TASK DIRECTIONS: Show only those lines of the entries where the string "blade" is found.

[Records contained in a dataset]
--------------------

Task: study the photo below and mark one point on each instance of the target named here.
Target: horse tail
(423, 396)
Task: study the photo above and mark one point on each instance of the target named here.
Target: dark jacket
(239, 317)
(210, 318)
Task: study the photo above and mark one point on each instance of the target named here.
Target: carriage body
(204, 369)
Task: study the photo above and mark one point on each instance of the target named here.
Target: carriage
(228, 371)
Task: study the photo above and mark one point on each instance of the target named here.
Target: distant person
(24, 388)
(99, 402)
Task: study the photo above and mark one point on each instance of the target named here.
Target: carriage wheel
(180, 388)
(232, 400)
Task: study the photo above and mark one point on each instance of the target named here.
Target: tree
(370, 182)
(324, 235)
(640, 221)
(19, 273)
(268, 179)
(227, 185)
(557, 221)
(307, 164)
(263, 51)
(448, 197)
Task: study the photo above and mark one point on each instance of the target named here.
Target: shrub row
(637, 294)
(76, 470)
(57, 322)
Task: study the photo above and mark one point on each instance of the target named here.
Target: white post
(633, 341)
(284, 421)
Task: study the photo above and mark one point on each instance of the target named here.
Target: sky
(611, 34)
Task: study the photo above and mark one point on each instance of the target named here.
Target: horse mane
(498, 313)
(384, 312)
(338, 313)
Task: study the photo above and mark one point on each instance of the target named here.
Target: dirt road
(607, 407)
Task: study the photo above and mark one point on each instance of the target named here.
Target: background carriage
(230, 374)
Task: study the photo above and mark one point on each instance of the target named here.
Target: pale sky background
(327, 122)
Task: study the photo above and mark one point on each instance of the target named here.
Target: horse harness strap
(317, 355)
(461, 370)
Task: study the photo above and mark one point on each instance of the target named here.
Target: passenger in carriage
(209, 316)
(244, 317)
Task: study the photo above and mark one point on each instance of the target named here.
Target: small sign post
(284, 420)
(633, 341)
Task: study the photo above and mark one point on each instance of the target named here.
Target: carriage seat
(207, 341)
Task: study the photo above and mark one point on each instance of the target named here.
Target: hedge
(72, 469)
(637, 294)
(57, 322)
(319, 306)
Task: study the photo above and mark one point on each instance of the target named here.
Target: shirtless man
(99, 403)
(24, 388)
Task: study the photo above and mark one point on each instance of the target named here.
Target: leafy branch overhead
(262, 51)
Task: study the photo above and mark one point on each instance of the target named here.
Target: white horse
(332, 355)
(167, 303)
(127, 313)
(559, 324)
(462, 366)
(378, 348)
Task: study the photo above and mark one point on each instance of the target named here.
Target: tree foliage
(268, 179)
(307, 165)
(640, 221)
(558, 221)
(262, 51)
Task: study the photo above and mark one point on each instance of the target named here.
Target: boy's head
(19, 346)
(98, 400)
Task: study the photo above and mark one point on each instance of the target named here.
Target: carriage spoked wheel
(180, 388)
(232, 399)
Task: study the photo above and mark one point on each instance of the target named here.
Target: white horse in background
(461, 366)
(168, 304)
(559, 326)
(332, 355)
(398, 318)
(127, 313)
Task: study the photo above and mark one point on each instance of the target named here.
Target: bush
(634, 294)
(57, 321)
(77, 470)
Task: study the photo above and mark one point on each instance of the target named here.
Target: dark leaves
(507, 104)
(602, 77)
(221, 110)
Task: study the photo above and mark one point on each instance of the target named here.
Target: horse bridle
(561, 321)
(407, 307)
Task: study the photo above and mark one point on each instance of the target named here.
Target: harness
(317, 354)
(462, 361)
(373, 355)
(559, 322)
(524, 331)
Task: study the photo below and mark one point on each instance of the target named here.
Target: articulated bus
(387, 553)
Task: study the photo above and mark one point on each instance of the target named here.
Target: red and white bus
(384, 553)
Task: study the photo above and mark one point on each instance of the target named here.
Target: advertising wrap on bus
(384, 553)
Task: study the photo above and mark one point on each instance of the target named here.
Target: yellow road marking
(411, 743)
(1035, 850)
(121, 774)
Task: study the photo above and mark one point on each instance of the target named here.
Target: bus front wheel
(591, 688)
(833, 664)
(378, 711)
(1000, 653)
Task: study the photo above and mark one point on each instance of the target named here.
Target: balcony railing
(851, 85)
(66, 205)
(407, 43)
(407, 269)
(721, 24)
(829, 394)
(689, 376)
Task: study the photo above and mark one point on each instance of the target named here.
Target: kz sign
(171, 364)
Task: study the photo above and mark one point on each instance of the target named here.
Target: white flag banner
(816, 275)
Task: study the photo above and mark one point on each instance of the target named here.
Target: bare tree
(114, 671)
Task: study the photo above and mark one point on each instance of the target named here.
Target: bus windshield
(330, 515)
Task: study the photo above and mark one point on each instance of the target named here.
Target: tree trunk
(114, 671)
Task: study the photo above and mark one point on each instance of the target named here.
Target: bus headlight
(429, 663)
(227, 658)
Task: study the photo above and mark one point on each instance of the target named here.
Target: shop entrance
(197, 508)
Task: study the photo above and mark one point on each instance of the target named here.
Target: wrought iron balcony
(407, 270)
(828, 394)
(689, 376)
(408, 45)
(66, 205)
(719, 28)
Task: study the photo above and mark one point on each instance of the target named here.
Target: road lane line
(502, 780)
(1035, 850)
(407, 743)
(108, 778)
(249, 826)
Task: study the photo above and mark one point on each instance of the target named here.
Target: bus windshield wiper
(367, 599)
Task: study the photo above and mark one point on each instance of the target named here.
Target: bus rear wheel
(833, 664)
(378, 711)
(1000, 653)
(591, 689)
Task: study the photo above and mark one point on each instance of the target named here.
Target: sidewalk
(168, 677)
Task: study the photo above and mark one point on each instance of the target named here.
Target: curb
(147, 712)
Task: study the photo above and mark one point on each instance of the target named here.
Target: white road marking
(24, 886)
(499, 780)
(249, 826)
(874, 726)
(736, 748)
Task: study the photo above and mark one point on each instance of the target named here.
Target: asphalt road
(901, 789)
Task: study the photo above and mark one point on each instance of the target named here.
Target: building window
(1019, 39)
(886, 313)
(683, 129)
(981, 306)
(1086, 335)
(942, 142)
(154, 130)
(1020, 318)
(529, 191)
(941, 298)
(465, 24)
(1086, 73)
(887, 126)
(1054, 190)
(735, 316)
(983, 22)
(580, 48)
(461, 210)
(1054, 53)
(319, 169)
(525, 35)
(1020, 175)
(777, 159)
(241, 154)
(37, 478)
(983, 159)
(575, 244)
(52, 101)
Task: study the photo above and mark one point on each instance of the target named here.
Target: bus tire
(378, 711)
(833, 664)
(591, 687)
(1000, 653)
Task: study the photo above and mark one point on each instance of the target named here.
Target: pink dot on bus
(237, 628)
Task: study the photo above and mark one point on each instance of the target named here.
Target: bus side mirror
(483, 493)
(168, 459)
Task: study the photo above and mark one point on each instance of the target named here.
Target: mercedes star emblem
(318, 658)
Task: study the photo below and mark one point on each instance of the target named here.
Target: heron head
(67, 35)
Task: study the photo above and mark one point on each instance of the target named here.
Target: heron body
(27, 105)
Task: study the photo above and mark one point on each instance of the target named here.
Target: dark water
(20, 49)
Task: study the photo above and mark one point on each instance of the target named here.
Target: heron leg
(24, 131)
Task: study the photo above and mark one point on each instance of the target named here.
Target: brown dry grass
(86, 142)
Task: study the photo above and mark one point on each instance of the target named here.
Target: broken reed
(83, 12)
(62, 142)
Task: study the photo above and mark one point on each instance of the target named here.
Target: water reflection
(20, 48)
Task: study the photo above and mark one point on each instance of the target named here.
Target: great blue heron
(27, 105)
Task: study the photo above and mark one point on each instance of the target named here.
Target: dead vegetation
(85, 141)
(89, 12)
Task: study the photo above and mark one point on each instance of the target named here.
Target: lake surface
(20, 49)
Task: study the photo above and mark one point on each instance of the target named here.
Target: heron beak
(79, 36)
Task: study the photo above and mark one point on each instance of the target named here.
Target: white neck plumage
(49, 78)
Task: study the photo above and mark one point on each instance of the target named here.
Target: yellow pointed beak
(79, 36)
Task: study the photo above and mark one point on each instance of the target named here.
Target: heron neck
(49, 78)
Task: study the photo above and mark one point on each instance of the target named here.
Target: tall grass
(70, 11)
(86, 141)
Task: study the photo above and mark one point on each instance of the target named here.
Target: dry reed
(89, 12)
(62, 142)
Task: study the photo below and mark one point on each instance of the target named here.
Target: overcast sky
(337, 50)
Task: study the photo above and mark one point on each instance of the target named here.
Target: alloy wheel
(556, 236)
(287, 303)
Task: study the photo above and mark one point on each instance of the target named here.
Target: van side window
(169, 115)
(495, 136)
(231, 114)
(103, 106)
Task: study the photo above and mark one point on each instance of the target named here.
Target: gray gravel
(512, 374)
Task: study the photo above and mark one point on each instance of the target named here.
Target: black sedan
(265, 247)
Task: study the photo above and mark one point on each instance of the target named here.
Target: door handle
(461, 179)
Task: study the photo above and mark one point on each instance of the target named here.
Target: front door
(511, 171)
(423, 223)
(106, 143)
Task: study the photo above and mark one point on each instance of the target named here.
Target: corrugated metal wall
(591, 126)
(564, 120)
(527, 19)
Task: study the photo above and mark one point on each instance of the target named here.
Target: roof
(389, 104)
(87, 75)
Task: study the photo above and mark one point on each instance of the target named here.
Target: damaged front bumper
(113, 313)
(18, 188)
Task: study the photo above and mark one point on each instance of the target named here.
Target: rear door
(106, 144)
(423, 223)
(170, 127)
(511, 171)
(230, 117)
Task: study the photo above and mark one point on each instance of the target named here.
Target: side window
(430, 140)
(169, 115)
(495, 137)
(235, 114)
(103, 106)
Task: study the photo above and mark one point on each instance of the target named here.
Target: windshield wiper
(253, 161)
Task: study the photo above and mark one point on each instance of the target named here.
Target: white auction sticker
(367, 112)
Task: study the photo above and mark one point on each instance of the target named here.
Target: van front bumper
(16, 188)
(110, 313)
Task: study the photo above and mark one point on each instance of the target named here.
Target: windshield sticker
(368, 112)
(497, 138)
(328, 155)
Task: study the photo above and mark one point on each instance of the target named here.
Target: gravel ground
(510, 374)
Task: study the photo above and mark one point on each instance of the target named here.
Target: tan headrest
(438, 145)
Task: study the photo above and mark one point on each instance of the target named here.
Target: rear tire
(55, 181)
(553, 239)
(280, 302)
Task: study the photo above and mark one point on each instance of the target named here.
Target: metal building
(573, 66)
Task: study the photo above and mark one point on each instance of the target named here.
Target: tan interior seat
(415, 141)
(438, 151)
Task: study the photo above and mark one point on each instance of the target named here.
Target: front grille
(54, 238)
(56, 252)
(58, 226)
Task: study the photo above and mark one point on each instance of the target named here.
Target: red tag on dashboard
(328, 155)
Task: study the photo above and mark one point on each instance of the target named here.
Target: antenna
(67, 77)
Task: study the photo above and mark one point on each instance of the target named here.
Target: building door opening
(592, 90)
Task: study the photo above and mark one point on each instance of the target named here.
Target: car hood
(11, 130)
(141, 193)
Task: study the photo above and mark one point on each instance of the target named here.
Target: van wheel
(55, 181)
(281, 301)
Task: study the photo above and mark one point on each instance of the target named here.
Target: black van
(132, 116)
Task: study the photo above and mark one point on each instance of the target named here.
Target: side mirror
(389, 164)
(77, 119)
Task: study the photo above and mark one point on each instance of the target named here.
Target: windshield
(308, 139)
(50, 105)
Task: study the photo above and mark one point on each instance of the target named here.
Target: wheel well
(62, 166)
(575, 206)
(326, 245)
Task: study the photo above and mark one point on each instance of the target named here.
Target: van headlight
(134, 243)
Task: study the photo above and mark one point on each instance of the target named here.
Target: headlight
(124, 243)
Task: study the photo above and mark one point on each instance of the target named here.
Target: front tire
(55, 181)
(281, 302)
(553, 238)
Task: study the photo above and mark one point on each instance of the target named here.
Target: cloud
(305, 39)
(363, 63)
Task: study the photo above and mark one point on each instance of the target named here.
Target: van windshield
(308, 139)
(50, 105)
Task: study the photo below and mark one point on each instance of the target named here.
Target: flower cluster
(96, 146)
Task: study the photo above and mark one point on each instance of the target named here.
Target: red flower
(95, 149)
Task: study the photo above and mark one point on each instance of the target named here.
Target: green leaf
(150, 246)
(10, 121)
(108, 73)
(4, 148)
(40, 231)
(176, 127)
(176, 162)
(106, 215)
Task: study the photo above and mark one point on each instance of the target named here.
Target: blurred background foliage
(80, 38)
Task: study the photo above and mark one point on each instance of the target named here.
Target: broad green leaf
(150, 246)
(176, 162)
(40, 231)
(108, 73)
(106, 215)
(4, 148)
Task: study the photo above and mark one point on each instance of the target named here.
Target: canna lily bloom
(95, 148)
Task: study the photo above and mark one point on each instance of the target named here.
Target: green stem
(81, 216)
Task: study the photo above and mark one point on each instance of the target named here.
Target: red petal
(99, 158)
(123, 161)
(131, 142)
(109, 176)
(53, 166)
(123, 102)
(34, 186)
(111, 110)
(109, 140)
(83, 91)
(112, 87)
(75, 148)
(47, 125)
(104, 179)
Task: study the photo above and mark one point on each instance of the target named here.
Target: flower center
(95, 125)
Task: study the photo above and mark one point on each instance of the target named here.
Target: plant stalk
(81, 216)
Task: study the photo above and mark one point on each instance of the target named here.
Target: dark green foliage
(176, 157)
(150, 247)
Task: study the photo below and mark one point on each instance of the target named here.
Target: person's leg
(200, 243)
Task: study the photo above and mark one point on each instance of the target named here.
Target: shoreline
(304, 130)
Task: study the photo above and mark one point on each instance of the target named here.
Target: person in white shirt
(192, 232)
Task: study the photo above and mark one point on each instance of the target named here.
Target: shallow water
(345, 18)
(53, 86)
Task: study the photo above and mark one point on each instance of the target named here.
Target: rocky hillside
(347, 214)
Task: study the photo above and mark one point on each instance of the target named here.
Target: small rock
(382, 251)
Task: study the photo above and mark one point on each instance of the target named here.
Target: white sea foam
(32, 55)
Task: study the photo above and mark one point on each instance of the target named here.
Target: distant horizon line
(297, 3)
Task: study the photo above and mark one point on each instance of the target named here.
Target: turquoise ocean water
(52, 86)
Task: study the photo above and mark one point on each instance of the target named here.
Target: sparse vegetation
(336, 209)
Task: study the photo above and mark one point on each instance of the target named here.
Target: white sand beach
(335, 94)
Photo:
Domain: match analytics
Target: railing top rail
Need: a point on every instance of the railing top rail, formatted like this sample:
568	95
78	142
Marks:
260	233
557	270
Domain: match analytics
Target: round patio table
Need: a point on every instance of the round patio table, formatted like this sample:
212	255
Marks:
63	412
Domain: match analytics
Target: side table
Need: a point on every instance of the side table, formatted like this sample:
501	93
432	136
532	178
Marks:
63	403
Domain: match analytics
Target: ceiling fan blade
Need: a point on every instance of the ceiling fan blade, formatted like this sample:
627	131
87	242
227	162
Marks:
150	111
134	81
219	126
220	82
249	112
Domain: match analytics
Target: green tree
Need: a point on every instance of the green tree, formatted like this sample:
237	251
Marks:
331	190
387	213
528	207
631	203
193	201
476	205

--------------------

ANSWER BOX:
Target: ceiling fan blade
Need: a point on every instance of the ceiling fan blade, formatted like this sample:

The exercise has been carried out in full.